* Rows
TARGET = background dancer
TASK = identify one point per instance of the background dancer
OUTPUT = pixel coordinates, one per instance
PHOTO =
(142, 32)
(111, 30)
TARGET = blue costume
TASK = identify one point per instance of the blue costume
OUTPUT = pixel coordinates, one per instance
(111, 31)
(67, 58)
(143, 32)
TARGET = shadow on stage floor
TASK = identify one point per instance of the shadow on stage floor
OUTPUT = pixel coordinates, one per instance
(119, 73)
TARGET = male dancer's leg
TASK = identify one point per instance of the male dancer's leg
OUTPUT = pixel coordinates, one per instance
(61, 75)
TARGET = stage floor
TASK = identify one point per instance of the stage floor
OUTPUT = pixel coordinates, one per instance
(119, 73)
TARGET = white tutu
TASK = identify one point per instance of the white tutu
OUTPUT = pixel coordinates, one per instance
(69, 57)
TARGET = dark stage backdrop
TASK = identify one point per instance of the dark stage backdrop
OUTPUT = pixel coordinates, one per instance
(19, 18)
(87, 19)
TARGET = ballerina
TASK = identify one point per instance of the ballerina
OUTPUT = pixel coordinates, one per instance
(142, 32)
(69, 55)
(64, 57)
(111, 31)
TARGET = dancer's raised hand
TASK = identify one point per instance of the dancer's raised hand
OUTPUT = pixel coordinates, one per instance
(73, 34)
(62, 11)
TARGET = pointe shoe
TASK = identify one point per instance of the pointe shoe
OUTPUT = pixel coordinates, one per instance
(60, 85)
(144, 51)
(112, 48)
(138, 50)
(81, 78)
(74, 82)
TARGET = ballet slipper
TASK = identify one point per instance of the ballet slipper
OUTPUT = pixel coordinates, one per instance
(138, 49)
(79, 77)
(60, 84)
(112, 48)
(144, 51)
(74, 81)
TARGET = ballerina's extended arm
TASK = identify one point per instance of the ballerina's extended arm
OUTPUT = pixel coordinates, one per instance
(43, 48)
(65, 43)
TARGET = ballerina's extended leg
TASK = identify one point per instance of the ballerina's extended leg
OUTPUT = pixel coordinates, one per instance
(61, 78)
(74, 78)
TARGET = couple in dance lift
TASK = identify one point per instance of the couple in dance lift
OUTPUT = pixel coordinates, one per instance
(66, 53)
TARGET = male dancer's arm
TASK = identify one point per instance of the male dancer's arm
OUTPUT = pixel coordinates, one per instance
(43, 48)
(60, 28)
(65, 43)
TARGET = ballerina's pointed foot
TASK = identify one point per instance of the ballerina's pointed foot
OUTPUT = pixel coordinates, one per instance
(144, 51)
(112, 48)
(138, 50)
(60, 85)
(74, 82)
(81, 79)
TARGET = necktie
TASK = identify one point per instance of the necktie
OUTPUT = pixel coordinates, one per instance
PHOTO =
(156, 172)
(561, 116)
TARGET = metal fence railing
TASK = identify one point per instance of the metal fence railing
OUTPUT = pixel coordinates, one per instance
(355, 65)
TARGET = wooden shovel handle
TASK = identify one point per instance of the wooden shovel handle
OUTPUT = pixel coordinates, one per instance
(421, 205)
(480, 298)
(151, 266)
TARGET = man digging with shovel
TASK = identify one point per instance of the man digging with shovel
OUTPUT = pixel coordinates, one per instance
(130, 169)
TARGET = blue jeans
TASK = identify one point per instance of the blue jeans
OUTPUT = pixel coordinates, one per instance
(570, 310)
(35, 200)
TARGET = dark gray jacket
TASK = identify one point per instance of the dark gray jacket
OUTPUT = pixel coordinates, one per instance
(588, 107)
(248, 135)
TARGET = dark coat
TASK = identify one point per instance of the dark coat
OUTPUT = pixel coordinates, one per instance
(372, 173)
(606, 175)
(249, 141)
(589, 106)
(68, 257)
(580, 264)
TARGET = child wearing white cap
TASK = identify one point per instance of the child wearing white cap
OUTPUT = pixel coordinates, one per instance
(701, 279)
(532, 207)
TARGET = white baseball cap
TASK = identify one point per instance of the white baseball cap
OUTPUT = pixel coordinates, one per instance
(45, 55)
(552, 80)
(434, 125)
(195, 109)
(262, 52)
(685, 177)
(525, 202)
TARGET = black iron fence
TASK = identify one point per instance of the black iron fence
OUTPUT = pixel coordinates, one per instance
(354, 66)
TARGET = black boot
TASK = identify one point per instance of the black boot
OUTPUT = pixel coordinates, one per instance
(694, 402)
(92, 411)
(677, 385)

* The problem
Write the data from above out again, exactly.

* Result below
TARGET = background dancer
TASK = identify one point per instance of the background dancer
OUTPUT = pixel coordinates, one per instance
PHOTO =
(142, 32)
(111, 30)
TARGET = blue costume
TASK = identify one point per instance of the blue costume
OUTPUT = pixel coordinates, one per instance
(111, 31)
(67, 58)
(143, 32)
TARGET = shadow on stage floor
TASK = identify one point per instance of the shadow on stage floor
OUTPUT = pixel coordinates, one per instance
(119, 73)
TARGET = male dancer's leg
TASK = identify one point per instance of the male dancer's leg
OUTPUT = pixel coordinates, one per instance
(61, 75)
TARGET = stage floor
TASK = identify one point per instance of the stage floor
OUTPUT = pixel coordinates, one per instance
(119, 73)
TARGET = white tutu
TASK = identify one point per instance of the white tutu
OUTPUT = pixel coordinates, one per instance
(69, 57)
TARGET = dark stage backdrop
TASK = identify one point per instance of the dark stage backdrop
OUTPUT = pixel coordinates, one per instance
(19, 18)
(87, 19)
TARGET = ballerina
TASK = identify one point per instance of the ballerina
OUTPUT = pixel coordinates, one per instance
(142, 32)
(69, 55)
(64, 57)
(111, 31)
TARGET = dancer's raised hand
TASK = identify one point per instance of the dancer's raised hand
OUTPUT = pixel coordinates, one per instance
(73, 34)
(62, 11)
TARGET = pointe shoe
TASK = identify one point per instance of the pointe shoe
OUTPUT = pixel coordinates, one per instance
(60, 85)
(144, 51)
(112, 48)
(138, 50)
(81, 78)
(74, 82)
TARGET = ballet slipper
TASK = identify one point per instance of the ballet slipper
OUTPUT = pixel coordinates, one per instance
(138, 49)
(79, 77)
(60, 84)
(112, 48)
(144, 51)
(74, 81)
TARGET = ballerina's extended arm
TASK = identify one point per instance of the ballerina's extended arm
OUTPUT = pixel coordinates, one per instance
(43, 48)
(65, 43)
TARGET = ballerina's extended leg
TASK = identify one point per instance of the ballerina's extended leg
OUTPUT = pixel coordinates, one per instance
(61, 78)
(74, 78)
TARGET = couple in dance lift
TASK = identify one point per instance of the couple in dance lift
OUTPUT = pixel coordinates, one per instance
(66, 53)
TARGET = male dancer's arm
TASK = identify one point per instance of the male dancer's arm
OUTPUT = pixel coordinates, one per instance
(43, 48)
(60, 28)
(65, 43)
TARGET = ballerina's pointed foot
TASK = identify one point per instance of the ballerina's pointed foot
OUTPUT = pixel coordinates, one per instance
(144, 51)
(112, 48)
(138, 50)
(60, 85)
(74, 82)
(81, 79)
TARGET = necktie
TASK = identify one point per instance of the necktie
OUTPUT = pixel coordinates, one per instance
PHOTO =
(156, 172)
(561, 116)
TARGET = metal fence railing
TASK = identify one point per instance of the metal fence railing
OUTPUT = pixel coordinates, one per instance
(355, 65)
TARGET = wooden shovel handle
TASK = identify one point per instance of the wooden shovel handle
OUTPUT = pixel coordinates, one per instance
(421, 205)
(480, 298)
(151, 266)
TARGET = man digging with shovel
TASK = identify one point per instance of the man digging with shovel
OUTPUT = pixel coordinates, one per instance
(130, 169)
TARGET = blue jeans
TASK = identify one point per instance of the blue jeans
OUTPUT = pixel coordinates, one per instance
(570, 310)
(35, 200)
TARGET = dark gray jacket
TASK = identify one point per instance of the dark gray jacket
OUTPUT = pixel coordinates, one per instance
(588, 107)
(248, 135)
TARGET = dark coat
TASK = identify one point per instance of the dark coat
OUTPUT = pixel coordinates, one per instance
(372, 173)
(606, 175)
(249, 141)
(589, 106)
(68, 257)
(580, 264)
TARGET = child wearing white cap
TASK = identify one point per instance of the child wearing white cap
OUTPUT = pixel coordinates, one per instance
(701, 279)
(532, 207)
TARGET = white baseball cap
TASK = identify one point per instance of the white baseball cap
OUTPUT = pixel coordinates, one per instance
(45, 55)
(552, 80)
(434, 125)
(195, 109)
(262, 52)
(685, 177)
(525, 202)
TARGET = black iron fence
TASK = identify one point per instance of the black iron fence
OUTPUT = pixel coordinates, one per instance
(354, 66)
TARGET = black boot
TASK = identify one point per instance of the black boot
OUTPUT = pixel coordinates, one per instance
(694, 402)
(92, 411)
(677, 385)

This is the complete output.